EXERCISE BRIEF: State how many lines in the listing below contain the string "review". Give only the number.

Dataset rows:
· · ·

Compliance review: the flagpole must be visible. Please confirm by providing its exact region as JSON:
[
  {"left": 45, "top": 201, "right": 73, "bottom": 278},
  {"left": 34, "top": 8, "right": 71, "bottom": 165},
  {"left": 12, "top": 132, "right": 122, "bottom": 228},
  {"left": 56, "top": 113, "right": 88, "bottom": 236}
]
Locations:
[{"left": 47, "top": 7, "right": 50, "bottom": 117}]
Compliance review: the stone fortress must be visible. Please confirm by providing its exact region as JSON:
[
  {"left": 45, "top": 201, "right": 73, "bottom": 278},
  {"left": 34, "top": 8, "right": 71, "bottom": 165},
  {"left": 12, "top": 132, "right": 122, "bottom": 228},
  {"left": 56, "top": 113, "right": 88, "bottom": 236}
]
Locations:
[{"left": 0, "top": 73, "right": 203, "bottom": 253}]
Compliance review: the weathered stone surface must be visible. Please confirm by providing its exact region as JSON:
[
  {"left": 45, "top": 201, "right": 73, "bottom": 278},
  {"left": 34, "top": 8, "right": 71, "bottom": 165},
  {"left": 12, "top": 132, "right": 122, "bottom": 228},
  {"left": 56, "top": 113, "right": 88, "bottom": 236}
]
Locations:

· · ·

SOLUTION: 3